[Point annotation entries for images]
######

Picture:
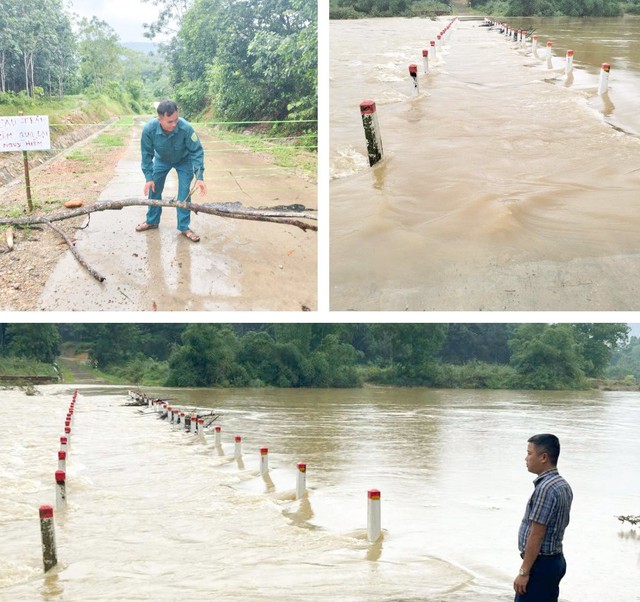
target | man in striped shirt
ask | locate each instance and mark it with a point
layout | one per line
(542, 528)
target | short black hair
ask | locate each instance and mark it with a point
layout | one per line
(167, 107)
(547, 443)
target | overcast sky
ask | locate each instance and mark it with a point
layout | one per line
(125, 16)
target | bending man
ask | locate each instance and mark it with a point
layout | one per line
(169, 142)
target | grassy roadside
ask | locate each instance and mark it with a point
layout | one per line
(19, 366)
(296, 153)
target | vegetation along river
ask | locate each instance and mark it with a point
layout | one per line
(154, 513)
(505, 185)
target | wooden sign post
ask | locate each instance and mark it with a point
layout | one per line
(24, 133)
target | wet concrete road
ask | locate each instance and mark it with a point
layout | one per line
(237, 265)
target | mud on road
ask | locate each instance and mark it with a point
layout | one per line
(238, 265)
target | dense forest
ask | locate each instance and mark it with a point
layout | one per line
(230, 59)
(531, 356)
(353, 9)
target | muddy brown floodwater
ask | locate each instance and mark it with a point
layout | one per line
(503, 187)
(238, 265)
(155, 513)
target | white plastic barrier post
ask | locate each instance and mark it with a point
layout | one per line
(371, 131)
(603, 87)
(264, 460)
(62, 460)
(61, 492)
(425, 60)
(47, 530)
(568, 68)
(301, 480)
(373, 515)
(413, 72)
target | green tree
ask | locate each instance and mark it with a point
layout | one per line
(114, 344)
(100, 53)
(480, 342)
(411, 349)
(206, 357)
(597, 343)
(547, 357)
(36, 341)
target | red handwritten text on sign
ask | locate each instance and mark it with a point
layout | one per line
(26, 132)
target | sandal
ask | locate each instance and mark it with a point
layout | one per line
(144, 226)
(191, 235)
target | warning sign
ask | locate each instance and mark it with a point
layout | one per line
(24, 132)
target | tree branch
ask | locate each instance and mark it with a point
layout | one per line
(232, 210)
(76, 254)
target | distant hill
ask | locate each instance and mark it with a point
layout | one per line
(144, 47)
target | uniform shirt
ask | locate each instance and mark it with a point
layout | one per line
(549, 505)
(174, 148)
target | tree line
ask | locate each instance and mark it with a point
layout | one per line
(46, 53)
(531, 356)
(227, 59)
(352, 9)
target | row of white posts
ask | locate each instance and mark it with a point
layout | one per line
(520, 37)
(193, 424)
(368, 107)
(47, 526)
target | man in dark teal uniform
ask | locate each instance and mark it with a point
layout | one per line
(169, 142)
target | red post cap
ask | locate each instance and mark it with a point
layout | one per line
(367, 107)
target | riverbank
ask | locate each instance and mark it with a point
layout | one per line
(78, 369)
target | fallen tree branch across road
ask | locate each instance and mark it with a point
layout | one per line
(284, 215)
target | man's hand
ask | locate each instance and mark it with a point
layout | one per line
(202, 186)
(520, 584)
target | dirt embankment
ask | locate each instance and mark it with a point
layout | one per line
(81, 175)
(67, 130)
(238, 265)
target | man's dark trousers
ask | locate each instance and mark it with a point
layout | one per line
(544, 582)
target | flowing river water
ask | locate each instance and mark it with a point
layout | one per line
(505, 185)
(156, 514)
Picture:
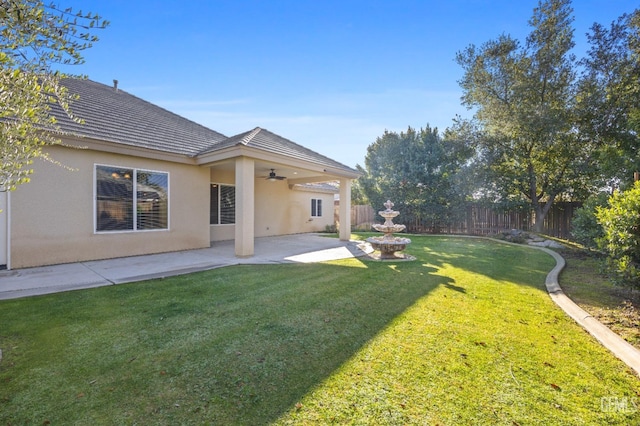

######

* **Directions**
Find every line in the listing above that contains the word "white" and copy each such line. Treat the match as case-sensitive.

* **Reply to the task**
target | white plastic barrier post
target | row of white posts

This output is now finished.